Exactly as written, transcribe each record below.

------ SOURCE RECORDS

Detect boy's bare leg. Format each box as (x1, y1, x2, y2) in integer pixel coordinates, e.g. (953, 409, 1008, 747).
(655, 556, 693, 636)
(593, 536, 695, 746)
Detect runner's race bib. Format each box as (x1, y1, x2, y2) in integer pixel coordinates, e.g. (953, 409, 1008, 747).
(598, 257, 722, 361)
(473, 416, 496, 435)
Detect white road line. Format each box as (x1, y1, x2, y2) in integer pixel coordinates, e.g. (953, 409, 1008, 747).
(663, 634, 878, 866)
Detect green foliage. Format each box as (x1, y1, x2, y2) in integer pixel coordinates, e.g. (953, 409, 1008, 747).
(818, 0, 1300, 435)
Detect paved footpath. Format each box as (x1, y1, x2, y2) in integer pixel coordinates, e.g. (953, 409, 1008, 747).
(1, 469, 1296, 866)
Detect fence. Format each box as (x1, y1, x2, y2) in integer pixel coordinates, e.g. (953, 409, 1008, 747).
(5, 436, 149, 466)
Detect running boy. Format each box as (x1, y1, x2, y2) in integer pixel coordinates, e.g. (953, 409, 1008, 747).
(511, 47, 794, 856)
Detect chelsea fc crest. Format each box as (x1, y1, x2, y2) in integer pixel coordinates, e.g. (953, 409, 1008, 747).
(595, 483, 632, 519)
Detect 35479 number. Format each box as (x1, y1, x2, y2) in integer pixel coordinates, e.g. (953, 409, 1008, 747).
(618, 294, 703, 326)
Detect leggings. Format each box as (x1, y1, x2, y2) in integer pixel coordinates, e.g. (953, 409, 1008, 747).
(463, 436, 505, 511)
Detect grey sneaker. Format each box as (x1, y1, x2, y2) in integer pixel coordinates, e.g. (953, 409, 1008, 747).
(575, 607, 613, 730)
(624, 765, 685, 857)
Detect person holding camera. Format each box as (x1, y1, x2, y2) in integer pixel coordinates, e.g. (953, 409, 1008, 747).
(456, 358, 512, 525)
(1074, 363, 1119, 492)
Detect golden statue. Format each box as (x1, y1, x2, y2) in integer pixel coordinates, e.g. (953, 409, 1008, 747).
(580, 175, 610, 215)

------------

#### [TASK OUTPUT]
Detect boy's bare leg. Format each box as (x1, y1, x2, y2) in integer pixel coordinates, e.g. (953, 409, 1008, 747).
(655, 556, 693, 636)
(593, 536, 695, 746)
Detect runner's race bib. Format each box as (x1, y1, x2, y2) in integer pixel coordinates, e.g. (953, 409, 1008, 747).
(598, 257, 722, 361)
(473, 416, 496, 435)
Detect white road line. Format each box as (x1, y1, x2, y2) in integer pixel coordinates, e.g. (953, 409, 1008, 747).
(663, 634, 878, 866)
Detect green foliage. Format each box as (x1, y1, x2, y2) in integer pixel coordinates, e.g. (953, 409, 1008, 747).
(818, 0, 1300, 435)
Detect paved footpath. Format each box as (x1, y1, x2, y2) in integer pixel coordinates, e.g. (953, 409, 1008, 747).
(1, 469, 1296, 866)
Detect fence. Format each box as (x1, y1, x2, y2) in integer pixel coordinates, e.g. (953, 409, 1008, 747).
(5, 436, 149, 466)
Detect running boy. Format each box as (x1, y1, x2, y2) in integer pixel coordinates, e.g. (953, 409, 1008, 747).
(511, 47, 794, 856)
Detect chelsea fc crest. Format each box as (x1, y1, x2, y2) in integer pixel coordinates, e.g. (953, 409, 1008, 747).
(595, 483, 632, 519)
Detect 35479 number. Format each box as (x1, y1, x2, y2) in integer pixel coordinates, e.g. (953, 409, 1008, 747).
(618, 294, 703, 326)
Detect leggings. Format each box as (x1, y1, x2, y2) in integer pixel coordinates, e.g. (953, 409, 1008, 747).
(463, 436, 505, 511)
Detect grey sneaker. Format each box as (x1, y1, x2, y2) in integer pixel coordinates, e.g. (953, 409, 1008, 747).
(575, 607, 613, 730)
(624, 765, 685, 857)
Detect person holding camera. Format each box as (x1, y1, x2, y2) in integer pixel coordinates, e.g. (953, 409, 1008, 747).
(456, 358, 512, 525)
(1074, 363, 1119, 492)
Detect golden statue. Format each box as (x1, y1, x2, y2) in integer pixel coordinates, e.g. (953, 409, 1008, 747).
(580, 175, 610, 215)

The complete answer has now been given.